REQUIREMENT: Look through the listing below and work out how many of its lines hold the word "compact". Give only the number.

RECORDS SHOWN:
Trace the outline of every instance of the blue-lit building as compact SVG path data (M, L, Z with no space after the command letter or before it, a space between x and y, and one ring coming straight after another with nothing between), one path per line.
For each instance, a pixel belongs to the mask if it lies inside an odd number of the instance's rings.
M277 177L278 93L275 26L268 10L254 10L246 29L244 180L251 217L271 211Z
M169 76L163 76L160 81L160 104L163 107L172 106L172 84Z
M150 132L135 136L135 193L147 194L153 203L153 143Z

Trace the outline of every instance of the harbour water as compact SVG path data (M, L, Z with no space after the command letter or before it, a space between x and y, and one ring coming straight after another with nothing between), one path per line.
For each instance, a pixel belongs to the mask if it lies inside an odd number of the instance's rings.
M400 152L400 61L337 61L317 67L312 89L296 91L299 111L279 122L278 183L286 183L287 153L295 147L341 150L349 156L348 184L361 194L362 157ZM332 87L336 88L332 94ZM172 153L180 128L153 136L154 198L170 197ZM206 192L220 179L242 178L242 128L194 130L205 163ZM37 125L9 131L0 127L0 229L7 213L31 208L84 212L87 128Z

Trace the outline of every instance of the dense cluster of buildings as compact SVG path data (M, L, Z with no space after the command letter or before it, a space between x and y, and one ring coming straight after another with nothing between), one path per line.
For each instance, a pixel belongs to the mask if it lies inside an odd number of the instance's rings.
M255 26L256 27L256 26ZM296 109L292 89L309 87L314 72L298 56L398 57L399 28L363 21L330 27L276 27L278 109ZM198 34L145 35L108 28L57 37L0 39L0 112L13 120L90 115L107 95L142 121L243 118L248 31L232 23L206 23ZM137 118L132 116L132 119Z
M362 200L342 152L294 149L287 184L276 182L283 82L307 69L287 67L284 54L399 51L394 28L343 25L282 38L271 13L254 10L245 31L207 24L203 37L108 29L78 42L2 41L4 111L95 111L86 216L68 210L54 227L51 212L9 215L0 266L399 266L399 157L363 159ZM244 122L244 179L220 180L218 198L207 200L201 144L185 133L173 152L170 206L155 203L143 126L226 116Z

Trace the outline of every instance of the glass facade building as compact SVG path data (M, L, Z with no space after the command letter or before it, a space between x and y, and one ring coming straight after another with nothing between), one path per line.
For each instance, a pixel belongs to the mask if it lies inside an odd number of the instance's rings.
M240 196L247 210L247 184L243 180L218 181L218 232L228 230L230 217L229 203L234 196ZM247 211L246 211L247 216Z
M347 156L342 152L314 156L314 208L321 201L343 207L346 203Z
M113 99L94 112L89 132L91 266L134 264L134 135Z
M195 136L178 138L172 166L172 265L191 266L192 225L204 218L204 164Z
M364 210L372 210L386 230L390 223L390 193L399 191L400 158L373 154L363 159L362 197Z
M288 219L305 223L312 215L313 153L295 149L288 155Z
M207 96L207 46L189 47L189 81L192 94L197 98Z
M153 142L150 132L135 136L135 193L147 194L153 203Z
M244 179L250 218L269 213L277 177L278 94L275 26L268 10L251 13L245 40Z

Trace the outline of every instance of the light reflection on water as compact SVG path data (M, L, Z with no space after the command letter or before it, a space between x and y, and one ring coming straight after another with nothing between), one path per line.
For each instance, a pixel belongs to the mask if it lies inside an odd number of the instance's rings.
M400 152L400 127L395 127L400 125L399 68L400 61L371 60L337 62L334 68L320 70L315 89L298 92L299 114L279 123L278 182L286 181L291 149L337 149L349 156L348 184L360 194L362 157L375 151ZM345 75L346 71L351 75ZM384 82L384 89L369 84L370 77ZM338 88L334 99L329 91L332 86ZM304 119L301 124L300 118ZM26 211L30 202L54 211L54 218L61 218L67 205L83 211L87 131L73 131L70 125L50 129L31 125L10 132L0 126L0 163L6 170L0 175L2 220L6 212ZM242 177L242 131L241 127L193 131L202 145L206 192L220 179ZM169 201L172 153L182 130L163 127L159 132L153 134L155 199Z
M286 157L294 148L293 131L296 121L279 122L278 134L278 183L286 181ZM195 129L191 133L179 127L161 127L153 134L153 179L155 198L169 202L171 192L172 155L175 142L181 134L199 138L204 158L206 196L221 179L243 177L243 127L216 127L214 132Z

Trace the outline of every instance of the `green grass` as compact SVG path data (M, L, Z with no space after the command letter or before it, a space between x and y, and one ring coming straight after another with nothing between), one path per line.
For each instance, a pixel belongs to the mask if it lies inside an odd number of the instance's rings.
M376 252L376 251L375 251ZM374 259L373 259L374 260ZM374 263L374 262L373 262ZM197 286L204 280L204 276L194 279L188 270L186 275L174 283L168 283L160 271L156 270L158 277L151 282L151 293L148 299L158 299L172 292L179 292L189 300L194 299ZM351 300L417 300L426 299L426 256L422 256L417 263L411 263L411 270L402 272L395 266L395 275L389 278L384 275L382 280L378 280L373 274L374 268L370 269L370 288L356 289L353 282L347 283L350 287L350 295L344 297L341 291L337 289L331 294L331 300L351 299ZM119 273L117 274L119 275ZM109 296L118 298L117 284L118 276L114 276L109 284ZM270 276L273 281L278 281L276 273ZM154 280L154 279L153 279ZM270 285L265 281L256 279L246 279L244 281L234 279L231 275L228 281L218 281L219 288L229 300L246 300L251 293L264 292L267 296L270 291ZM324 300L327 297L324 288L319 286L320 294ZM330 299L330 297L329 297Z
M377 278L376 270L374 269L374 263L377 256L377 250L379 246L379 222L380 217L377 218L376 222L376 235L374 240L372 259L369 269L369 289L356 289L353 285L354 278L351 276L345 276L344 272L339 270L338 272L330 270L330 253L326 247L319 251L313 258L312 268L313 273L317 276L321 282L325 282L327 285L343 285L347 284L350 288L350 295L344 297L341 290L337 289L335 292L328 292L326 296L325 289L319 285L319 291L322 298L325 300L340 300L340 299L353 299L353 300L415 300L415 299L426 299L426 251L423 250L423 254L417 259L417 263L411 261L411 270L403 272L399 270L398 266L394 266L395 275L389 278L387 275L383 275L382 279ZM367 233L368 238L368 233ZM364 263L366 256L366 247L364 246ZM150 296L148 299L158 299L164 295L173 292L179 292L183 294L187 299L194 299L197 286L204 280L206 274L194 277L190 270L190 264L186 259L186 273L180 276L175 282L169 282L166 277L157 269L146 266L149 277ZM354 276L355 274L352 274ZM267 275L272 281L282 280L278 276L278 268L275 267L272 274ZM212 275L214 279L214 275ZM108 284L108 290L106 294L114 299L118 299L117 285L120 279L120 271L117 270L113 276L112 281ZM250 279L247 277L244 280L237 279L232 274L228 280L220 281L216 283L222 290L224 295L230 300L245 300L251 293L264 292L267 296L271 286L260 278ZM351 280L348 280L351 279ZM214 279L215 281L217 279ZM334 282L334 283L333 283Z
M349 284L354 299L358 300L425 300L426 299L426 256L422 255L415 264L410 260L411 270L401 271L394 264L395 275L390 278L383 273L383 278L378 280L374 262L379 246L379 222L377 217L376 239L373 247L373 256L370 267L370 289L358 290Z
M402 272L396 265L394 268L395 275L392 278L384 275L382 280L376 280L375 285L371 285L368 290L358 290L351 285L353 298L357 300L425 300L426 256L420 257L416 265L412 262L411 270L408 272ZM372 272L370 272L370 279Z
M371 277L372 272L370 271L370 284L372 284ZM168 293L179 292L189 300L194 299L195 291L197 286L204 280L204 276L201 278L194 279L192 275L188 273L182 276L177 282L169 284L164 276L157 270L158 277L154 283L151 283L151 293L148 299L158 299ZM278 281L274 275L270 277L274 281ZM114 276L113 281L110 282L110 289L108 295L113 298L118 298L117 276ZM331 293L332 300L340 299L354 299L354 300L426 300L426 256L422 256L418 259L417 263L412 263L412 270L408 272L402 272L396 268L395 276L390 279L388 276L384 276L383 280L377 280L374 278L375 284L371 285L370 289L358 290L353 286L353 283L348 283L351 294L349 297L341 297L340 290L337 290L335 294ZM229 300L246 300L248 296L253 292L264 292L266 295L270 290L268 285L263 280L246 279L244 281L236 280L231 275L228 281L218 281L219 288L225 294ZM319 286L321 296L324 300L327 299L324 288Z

TASK SOLUTION: 6